Selected excerpt →
☆ ☆ ☆

Zim pushes for access to family planning for all
ZIMBABWE is keen to bolster steps that underpin the centrality of family planning in health services and is forging ahead with ensuring universal access to contraceptive, sexual and reproductive healthcare services as a key strategy for eradicating poverty.
This was said by Vice President and Minister of Health and Child Care Dr Constantino Chiwenga on arrival here for this year’s edition of the International Conference on Family Planning (ICFP) to be held in the city of Pattaya, Southeast of the capital, Bangkok.
VP Chiwenga will join other global health leaders, health practitioners and economists from up to 125 countries and his delegation is hoping to tap from global best practices for home polishing as well as giving its voice to efforts to improve global family planning and reproductive health approaches.
He said family planning and quality reproductive health services were key pillars of a thriving health system to which Zimbabwe was a strong proponent.

☆ ☆ ☆

Exercise brief →
Resume the news report on Zimbabwe's push for universal family planning access, picking up right after its final sentence. The stored entries have nothing to do with this.

(Stored entries)
☆ ☆ ☆

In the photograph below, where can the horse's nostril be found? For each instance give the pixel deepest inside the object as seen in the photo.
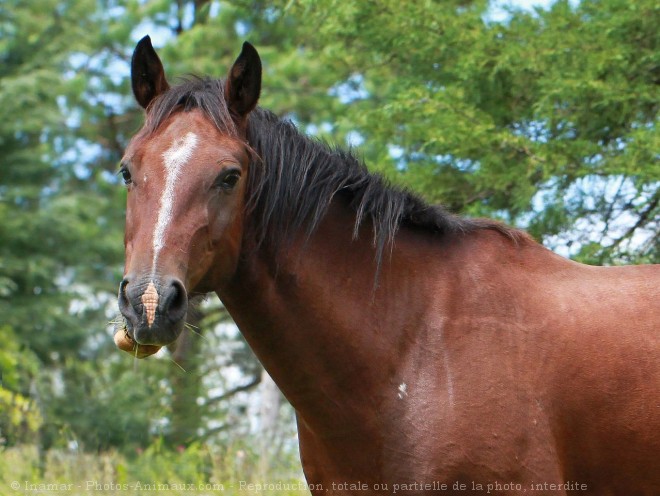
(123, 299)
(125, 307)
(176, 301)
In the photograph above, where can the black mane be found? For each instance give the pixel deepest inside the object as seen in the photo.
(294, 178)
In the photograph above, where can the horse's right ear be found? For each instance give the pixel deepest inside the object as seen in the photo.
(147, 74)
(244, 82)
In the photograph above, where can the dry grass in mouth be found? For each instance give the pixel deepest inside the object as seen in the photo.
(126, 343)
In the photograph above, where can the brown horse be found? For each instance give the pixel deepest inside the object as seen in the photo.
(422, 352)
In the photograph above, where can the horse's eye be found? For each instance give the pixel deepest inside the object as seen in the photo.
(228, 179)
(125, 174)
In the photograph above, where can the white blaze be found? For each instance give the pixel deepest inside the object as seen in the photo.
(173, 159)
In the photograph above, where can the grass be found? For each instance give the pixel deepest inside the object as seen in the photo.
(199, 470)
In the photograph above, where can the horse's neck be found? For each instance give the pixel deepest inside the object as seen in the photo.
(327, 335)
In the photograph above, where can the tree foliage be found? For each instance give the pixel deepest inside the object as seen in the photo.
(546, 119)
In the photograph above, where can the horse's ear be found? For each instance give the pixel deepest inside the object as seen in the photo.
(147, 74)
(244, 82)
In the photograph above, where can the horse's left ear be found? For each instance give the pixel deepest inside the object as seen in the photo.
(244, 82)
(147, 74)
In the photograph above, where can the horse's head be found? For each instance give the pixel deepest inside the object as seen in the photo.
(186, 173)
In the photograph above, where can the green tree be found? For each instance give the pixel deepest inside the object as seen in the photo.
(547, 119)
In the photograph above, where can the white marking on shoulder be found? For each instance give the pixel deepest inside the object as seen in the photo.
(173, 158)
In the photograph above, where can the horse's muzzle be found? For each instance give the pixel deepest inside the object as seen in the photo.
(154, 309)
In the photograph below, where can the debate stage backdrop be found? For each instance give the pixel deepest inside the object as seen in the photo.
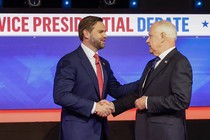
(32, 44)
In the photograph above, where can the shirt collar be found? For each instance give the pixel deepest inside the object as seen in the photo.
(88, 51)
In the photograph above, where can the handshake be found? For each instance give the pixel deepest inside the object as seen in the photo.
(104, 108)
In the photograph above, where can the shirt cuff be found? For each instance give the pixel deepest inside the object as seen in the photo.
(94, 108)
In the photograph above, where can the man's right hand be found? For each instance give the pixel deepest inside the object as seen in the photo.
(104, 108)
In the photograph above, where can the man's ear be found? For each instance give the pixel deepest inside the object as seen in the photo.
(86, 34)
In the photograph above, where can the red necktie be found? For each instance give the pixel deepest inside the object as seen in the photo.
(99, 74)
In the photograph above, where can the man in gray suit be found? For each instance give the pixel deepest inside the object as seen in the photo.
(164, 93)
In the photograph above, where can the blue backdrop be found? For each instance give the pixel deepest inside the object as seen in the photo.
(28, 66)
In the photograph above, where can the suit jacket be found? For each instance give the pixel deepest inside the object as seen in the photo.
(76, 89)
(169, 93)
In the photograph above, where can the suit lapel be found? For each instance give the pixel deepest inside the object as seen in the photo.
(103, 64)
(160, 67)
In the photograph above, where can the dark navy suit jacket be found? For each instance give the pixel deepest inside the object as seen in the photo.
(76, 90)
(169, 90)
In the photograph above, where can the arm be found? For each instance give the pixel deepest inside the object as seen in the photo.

☆ ☆ ☆

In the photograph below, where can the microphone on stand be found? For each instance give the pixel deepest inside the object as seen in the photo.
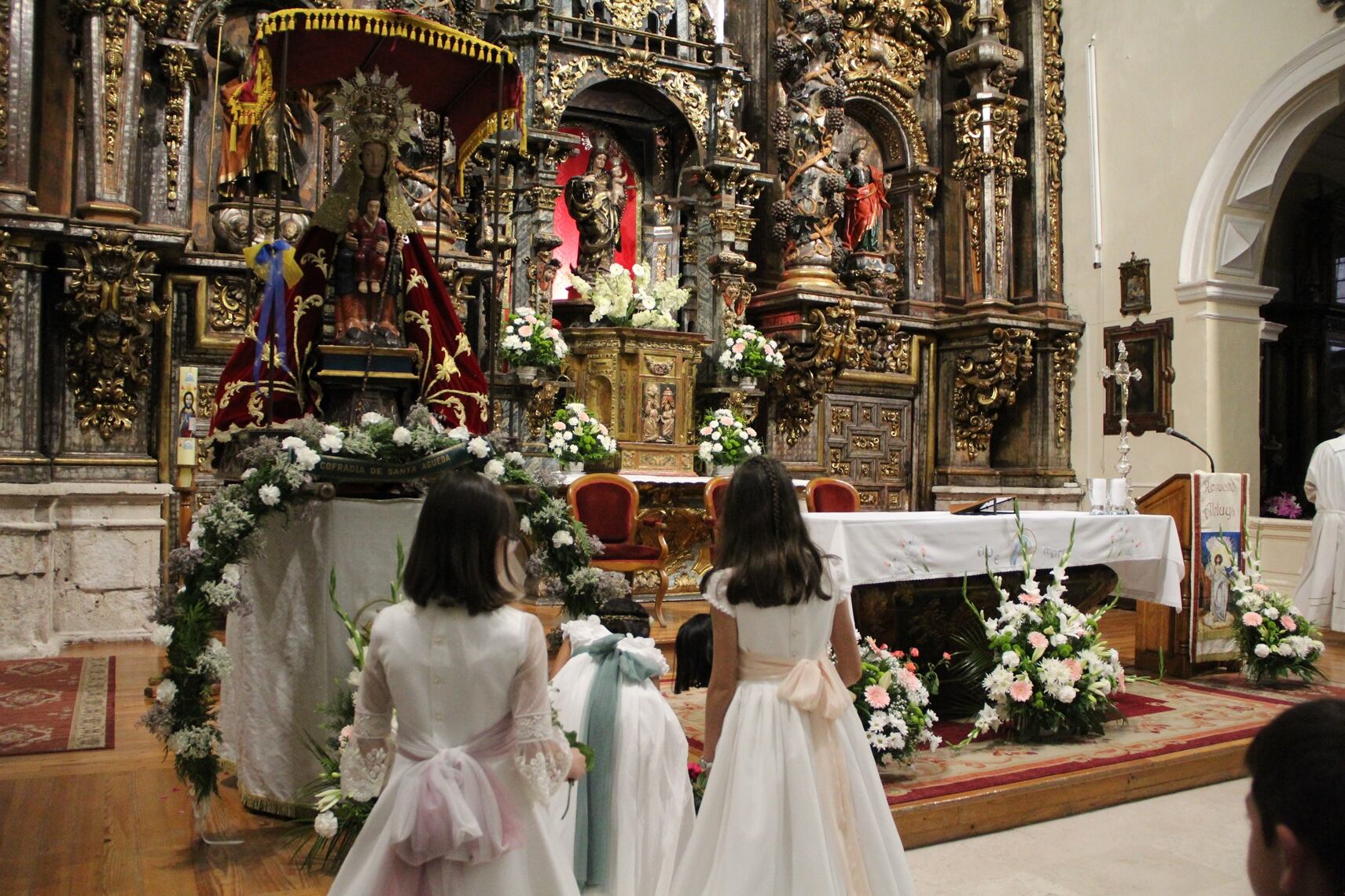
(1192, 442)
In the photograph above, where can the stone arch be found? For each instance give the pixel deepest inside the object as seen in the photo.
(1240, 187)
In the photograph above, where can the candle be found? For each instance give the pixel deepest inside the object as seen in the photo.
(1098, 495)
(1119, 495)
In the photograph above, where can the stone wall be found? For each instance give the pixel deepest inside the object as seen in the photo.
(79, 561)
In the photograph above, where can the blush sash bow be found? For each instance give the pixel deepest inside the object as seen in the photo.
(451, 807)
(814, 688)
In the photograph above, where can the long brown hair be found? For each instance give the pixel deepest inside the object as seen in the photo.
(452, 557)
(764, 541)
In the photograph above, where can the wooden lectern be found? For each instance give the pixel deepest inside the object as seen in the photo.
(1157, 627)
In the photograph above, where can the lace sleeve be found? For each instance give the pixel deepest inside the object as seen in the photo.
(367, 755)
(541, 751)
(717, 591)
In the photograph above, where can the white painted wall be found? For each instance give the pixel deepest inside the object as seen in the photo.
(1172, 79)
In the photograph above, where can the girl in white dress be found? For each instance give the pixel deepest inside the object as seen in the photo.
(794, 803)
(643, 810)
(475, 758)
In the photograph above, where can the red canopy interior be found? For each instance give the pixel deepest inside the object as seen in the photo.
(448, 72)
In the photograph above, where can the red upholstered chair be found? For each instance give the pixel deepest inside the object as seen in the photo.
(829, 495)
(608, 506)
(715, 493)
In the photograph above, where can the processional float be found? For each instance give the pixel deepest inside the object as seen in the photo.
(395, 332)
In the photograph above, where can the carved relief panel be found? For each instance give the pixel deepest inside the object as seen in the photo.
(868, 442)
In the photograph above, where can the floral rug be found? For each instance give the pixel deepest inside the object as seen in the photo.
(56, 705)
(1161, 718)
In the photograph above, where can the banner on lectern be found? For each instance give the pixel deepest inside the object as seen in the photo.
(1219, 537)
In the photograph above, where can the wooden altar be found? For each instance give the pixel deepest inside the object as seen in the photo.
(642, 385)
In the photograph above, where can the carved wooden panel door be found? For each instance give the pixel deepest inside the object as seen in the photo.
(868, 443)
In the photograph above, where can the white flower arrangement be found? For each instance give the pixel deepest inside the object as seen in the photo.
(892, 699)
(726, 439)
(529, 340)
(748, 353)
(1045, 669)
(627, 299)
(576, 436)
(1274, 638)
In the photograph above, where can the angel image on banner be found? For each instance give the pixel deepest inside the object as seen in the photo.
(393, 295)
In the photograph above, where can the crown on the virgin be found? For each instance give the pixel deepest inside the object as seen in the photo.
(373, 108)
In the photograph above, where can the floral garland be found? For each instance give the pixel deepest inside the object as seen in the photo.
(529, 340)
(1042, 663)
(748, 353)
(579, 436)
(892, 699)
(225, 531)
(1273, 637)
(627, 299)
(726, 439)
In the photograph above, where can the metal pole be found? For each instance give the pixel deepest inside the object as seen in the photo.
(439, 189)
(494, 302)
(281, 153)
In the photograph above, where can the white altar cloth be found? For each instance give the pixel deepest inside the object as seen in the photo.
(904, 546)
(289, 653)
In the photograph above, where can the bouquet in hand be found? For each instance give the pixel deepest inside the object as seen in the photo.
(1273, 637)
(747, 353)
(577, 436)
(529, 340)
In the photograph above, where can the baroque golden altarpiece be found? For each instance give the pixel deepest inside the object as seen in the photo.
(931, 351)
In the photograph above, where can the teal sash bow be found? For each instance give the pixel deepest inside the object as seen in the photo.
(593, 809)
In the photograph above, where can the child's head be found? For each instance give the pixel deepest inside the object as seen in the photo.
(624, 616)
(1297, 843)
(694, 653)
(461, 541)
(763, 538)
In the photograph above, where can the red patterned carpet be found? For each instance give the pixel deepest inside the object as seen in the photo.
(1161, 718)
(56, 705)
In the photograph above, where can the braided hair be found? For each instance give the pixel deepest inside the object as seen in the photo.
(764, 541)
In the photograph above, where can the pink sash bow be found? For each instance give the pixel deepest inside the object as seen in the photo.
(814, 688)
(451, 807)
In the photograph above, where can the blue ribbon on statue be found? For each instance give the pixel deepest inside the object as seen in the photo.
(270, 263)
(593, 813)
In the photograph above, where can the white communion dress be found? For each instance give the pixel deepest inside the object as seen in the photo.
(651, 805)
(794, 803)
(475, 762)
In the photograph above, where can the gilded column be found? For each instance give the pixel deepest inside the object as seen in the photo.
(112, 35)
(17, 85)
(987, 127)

☆ ☆ ☆

Solved exercise →
Against this background, VP Chiwenga said Zimbabwe was hoping to use the ICPF to step up its family planning and reproductive health strategy towards the dictates of an upper middle-income economy as espoused by President Mnangagwa under Vision 2030.
“The importance of this international conference we have come to attend is that it is dealing with population and family planning,” he said.
“The issue of population around the world is a thorny issue which has to be handled well and it is combined with family planning. We would also be looking at the issue of how the population is balancing so we want to measure ourselves and compare with what is happening the world over.
“We have had tremendous improvement in the control of maternal deaths and providing quality family planning in the last five years.
“We want to come to a point where we have zero or very minimum deaths at birth and this is why are here. The issues of population growth or lack thereof, are far reaching. They are also going to help in how you are going to plan your economic development.
“In the case of Zimbabwe, our growth has been very slow for the past 10 years and we are also looking at that critically.”
The ICPF brings together governmental health leaders, researchers, health practitioners, economists among other important players as they seek to find solutions in ensuring universal access to family planning and access to reproductive health services.
Zimbabwe’s participation comes at a time when the Second Republic, as directed by President Mnangagwa, is re-jigging all facets of people’s lives in pursuit of improving the populace’s lives per the dictates of Vision 2030.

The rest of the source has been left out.